> [To be done] Reproduce the rows below without alteration, from the line containing "the tire listed here." through the line containing "[(1219, 484), (778, 705)]", both included.

> [Extracted records]
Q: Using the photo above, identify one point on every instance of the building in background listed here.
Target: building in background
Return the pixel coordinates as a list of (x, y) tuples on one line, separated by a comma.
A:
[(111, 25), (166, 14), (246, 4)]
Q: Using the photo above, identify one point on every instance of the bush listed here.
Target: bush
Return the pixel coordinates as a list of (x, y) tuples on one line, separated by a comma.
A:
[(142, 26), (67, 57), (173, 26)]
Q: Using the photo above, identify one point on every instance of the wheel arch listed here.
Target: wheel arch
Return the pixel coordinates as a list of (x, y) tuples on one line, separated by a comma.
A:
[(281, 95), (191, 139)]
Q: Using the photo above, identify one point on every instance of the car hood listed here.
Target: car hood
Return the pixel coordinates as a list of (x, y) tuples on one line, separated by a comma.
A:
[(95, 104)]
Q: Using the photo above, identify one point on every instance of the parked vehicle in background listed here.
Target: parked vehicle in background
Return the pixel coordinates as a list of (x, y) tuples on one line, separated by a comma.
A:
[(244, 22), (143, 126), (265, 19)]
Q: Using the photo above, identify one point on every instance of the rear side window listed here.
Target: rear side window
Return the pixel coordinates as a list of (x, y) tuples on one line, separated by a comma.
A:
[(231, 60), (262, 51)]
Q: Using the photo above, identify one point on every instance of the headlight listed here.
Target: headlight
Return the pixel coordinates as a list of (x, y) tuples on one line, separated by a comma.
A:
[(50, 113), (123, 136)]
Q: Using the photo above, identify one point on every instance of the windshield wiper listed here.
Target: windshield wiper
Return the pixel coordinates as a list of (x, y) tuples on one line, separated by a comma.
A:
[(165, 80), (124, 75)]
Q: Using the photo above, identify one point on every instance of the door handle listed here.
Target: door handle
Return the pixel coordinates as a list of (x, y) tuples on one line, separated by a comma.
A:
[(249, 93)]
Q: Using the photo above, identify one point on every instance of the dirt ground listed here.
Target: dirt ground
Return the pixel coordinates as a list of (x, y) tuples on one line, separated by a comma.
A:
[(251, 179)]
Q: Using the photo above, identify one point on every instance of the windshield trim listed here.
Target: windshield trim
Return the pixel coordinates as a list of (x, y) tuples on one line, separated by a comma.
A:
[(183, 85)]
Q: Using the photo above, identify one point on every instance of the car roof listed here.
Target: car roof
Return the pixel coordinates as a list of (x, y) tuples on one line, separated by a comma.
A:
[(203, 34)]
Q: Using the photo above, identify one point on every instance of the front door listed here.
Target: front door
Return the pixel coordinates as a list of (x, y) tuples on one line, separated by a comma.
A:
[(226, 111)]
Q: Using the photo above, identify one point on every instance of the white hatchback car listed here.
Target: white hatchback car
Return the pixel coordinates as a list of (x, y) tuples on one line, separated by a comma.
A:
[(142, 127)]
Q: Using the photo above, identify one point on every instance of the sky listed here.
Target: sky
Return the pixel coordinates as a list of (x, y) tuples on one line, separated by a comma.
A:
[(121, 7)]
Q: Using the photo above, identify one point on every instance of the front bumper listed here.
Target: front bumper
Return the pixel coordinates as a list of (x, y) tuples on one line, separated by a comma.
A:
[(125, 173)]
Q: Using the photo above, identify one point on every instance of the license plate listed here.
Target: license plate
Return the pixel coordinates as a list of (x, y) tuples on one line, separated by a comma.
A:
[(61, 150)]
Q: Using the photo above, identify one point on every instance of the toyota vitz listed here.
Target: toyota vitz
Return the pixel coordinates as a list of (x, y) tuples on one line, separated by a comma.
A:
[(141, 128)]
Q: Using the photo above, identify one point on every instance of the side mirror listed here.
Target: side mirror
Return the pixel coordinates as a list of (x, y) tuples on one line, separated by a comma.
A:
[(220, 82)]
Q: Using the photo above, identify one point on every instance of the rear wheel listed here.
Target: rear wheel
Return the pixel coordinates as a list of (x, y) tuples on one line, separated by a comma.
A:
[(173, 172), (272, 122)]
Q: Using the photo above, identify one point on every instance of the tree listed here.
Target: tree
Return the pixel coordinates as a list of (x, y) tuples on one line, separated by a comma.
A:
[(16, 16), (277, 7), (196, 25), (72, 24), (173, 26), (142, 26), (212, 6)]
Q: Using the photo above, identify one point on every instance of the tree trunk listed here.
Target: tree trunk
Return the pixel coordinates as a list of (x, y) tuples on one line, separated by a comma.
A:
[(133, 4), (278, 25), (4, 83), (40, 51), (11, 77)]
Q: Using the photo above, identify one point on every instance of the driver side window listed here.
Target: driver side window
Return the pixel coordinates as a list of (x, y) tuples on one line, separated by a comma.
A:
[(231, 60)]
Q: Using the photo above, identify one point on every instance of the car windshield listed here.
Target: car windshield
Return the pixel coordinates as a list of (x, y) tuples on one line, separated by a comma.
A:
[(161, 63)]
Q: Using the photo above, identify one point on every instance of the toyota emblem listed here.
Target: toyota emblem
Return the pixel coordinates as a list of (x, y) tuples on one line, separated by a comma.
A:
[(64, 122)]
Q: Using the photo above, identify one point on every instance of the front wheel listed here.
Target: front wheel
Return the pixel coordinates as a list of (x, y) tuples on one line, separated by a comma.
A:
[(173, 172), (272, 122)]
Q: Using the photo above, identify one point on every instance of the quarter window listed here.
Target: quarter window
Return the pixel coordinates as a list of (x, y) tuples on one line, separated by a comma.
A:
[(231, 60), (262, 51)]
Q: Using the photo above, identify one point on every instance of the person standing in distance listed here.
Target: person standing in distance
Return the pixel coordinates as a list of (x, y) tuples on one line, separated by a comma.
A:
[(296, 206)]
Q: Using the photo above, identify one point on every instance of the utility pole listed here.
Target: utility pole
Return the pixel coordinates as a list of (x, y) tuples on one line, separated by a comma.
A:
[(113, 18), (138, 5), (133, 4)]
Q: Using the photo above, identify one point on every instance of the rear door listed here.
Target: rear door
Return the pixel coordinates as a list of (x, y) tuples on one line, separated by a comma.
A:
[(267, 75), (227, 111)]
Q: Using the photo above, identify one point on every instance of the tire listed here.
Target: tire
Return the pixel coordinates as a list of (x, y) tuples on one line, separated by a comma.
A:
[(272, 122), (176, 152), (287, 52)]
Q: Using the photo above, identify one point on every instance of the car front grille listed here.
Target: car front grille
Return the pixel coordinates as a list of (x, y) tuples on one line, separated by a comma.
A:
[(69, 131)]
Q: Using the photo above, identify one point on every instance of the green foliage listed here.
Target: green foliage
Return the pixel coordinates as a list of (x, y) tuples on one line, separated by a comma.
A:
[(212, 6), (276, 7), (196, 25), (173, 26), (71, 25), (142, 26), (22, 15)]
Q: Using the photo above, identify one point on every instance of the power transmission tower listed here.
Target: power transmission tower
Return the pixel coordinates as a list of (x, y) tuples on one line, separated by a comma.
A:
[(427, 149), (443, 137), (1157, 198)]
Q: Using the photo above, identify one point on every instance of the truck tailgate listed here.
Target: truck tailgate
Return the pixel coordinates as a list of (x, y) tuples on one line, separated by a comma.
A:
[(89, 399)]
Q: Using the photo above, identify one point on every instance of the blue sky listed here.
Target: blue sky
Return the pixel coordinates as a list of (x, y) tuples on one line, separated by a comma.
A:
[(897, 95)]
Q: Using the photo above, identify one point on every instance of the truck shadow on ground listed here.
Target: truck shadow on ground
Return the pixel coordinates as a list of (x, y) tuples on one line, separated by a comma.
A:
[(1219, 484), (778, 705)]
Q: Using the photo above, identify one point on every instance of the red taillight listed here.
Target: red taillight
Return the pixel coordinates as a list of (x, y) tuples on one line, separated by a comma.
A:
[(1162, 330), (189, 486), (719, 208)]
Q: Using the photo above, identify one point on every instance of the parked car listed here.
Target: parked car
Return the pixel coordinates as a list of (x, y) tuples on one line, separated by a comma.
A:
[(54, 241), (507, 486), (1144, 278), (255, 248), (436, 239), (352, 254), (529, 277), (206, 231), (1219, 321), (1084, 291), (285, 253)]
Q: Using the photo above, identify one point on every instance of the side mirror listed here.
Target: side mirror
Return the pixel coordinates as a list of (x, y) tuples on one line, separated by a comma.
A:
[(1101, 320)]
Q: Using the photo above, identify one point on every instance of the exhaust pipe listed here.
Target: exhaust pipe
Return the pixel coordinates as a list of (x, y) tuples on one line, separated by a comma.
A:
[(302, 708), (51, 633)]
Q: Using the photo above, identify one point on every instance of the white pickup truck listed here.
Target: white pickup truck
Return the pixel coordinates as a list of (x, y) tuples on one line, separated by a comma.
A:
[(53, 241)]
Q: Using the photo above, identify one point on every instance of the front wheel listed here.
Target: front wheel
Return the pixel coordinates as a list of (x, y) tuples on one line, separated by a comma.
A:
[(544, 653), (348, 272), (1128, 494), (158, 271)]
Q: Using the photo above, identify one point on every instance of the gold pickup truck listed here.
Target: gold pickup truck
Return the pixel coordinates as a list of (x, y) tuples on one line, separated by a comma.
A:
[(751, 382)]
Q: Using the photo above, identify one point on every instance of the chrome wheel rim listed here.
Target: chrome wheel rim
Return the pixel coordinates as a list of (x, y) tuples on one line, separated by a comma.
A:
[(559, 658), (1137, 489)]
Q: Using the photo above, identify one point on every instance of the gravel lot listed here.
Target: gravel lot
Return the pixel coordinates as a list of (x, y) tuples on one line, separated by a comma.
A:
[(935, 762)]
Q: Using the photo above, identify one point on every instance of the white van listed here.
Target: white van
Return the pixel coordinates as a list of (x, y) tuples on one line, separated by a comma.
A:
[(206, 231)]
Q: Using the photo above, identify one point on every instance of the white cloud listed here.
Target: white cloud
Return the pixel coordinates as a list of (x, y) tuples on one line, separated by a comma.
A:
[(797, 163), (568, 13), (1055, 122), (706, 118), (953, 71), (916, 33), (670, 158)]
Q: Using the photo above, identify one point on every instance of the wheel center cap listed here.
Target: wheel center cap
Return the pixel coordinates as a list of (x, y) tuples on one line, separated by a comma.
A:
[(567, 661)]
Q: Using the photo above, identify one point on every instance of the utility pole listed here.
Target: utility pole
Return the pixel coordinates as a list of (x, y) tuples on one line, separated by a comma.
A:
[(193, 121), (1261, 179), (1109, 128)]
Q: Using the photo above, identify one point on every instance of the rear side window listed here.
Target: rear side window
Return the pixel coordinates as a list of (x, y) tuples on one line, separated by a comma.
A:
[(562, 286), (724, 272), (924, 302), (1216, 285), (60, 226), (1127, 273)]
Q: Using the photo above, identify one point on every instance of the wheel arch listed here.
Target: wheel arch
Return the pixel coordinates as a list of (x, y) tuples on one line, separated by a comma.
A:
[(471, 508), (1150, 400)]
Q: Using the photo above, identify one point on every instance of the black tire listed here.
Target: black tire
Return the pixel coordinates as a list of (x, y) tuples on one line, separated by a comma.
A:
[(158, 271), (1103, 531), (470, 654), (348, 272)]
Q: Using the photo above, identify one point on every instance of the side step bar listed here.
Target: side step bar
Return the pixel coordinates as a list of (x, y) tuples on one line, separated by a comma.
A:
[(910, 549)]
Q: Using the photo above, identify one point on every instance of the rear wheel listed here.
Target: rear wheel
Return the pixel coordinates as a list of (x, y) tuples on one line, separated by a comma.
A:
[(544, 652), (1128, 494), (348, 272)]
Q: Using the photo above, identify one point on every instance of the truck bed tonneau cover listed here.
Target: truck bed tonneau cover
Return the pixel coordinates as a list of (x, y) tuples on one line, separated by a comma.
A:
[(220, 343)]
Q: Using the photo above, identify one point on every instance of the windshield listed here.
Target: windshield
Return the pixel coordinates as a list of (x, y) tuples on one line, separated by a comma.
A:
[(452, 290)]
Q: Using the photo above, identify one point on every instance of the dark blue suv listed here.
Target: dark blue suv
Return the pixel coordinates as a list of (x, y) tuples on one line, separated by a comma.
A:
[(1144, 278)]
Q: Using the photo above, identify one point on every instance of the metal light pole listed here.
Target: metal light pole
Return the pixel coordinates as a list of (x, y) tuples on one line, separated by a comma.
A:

> [The result]
Q: Using the photo above, identify one point on every instance of the tire listed here.
Target: tire
Return the pixel coordinates as a list of (x, y) tuples on one line, separated by a comma.
A:
[(272, 122), (176, 152), (287, 52)]
Q: Using the photo above, identify one point on every instance of the car front grille listed here.
Target: car front grille
Return the pixel coordinates as a list of (x, y) tuples on one line, separated by a comma.
A:
[(69, 131)]
Q: Using the photo above, identify one point on every instance of the green foliage listed here.
Target: green foliage
Return the pixel coordinates as a list of (x, y) tuples on one line, separated by a comma.
A:
[(212, 6), (276, 7), (196, 25), (173, 26), (71, 25), (142, 26), (22, 15)]
Q: Using the photo above, identify one point on every instance of the power transmission tower listed here.
Target: power transmission tower
Return the pixel coordinates as a list of (x, y) tuples on one line, separated by a comma.
A:
[(427, 149), (443, 137), (1157, 198)]
Q: Using the photo above, identify one point on every instance of the truck tailgate listed here.
Target: truck tailgate
Return the pixel coordinates as a list of (x, y) tuples on one line, separated by a comma.
A:
[(89, 399)]
Q: Using the photo above, identify one point on every instance of the blue sky listed here.
Target: blue sky
Return the pixel coordinates as a list of (x, y) tuples on one line, separated by a comma.
A:
[(897, 95)]
Q: Using the photo above, identify one point on every instance of the truck shadow on ground listed here.
Target: truck shadow on ground
Return the pixel coordinates as a list of (x, y) tuples on one line, separated by a comma.
A:
[(1219, 484), (778, 705)]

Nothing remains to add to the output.